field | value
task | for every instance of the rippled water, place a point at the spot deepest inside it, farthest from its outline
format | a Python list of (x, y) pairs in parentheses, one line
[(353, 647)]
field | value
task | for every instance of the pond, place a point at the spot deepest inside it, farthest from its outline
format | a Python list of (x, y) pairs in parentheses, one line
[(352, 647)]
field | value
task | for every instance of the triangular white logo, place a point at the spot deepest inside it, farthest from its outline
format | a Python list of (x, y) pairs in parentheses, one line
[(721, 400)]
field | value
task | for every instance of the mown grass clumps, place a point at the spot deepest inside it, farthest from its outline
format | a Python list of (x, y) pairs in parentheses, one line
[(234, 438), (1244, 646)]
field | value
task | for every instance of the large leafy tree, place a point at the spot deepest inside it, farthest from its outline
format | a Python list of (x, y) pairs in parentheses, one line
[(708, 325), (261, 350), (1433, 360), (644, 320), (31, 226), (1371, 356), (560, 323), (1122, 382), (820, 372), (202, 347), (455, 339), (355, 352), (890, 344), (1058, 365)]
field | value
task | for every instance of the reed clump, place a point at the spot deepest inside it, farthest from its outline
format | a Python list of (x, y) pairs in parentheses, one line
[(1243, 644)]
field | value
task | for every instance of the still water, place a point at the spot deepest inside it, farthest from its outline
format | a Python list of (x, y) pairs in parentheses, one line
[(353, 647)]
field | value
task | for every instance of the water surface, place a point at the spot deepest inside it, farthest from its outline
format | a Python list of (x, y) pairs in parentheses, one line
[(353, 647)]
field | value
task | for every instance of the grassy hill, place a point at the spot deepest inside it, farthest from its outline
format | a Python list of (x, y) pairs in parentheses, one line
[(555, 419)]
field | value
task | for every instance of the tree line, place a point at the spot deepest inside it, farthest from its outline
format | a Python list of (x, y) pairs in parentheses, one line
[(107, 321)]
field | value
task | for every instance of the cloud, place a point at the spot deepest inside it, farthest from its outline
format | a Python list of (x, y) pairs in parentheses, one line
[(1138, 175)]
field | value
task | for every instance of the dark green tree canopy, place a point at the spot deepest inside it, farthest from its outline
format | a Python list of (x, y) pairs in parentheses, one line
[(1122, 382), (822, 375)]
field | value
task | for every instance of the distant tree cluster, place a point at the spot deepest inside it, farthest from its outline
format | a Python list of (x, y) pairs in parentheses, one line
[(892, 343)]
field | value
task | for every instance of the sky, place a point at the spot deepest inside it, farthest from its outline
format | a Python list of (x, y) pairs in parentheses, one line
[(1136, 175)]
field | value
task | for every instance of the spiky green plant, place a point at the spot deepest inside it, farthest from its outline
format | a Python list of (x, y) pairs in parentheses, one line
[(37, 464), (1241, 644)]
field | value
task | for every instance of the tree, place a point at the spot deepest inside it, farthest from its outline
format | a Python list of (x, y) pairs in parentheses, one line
:::::
• [About this task]
Type out all of the material again, word for word.

• [Solution to the problem]
field | value
task | for every instance of the rippled water, place a point at the spot deepest inside it, farthest from its outline
format | a Python list of (x, y) pairs in parentheses, one line
[(353, 647)]
field | value
task | for every instance of the pond, place a point at the spot deepest inside it, farthest from its outline
format | a Python list of (x, y) pairs in parentheses, one line
[(352, 647)]
field | value
task | for every instance of the triangular white logo, place a point at the spot deepest inside it, farthest from its outline
format | a Python list of (x, y) pairs in parentheses, one line
[(721, 400)]
field | value
task | for every instance of the mown grass clumps, place a point at the spot deepest inside it, farthest from its outline
format | a Python list of (x, y) pairs in parentheses, one line
[(234, 438), (1244, 646)]
field | value
task | for every instance of the large leafy tree, place a point at the spot deepest inside it, farthest from its outline
format | a Python list of (x, y) pairs in parentheses, one line
[(708, 325), (261, 350), (1433, 360), (644, 320), (31, 226), (1371, 356), (560, 323), (1122, 382), (820, 372), (202, 347), (455, 339), (355, 352), (890, 344), (1058, 365)]
field | value
task | for every instance of the reed clump, place a point at the spot deepest inside it, farthest from its outline
format | a Python list of (x, y) pairs in parentheses, one line
[(1243, 644)]
field | value
task | for every instance of the still water, place a point at the spot deepest inside it, farthest from its outline
format | a Python list of (x, y) pairs in parentheses, one line
[(353, 647)]
field | value
task | for every instance of the water surface, place a point at the spot deepest inside it, farthest from its outline
format | a Python list of (x, y) pairs in parentheses, one line
[(353, 647)]
field | value
task | for every instance of the grassy hill, place a point at the spot deepest inside it, farthest from its outline
format | a Python list of (x, y) pairs in parentheses, one line
[(555, 419)]
field | value
task | for every instance of the tree line, place a point at the spot deepest inside it, farthest from its outline
format | a Python list of (x, y) pairs in parentheses, one line
[(107, 321)]
field | value
task | for every instance of the cloud, place a point at the spot deepest inside it, farthest from its outline
format | a Python list of (x, y) pairs in parentheses, one line
[(1138, 175)]
field | value
task | for every instance of the dark green tree canopy, place a point at the spot deepest inside it, farthest from its outline
format | a Python list of (x, y) pairs in parentheses, one line
[(1122, 382), (822, 375)]
field | value
task | for every instance of the distant tree cluster, place a point at the spot deepest inside it, farthest from its outline
format | a Python list of (x, y) pairs in parentheses, one line
[(892, 343)]
field | value
task | for every instance of the sky, place a point at the spot deepest inside it, farthest from its outline
format | a Python list of (x, y) pairs in parentheses, one line
[(1136, 175)]
field | value
task | for every instance of the spiky green plant, place a point at the spot deepest inside it, farthest from its outline
format | a Python list of (x, y) pairs in parentheses, one line
[(37, 464), (1241, 644)]
field | value
task | for every instance of the tree, place a point at the spot deepest inside it, farthest from its outline
format | a Python list of (x, y) pairs in parentheses, one line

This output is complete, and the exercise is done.